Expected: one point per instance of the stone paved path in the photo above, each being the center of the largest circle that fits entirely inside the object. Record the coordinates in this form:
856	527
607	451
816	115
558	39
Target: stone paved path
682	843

########################################

Please reproduce the data as it was given, with every line exact.

— Output below —
Expected: one point per instance of the stone paved path in the photo above, each being the center of the largest circle that fits entirely inside the object. Record the coordinates in this form:
856	527
607	451
816	115
558	39
Target: stone paved path
682	843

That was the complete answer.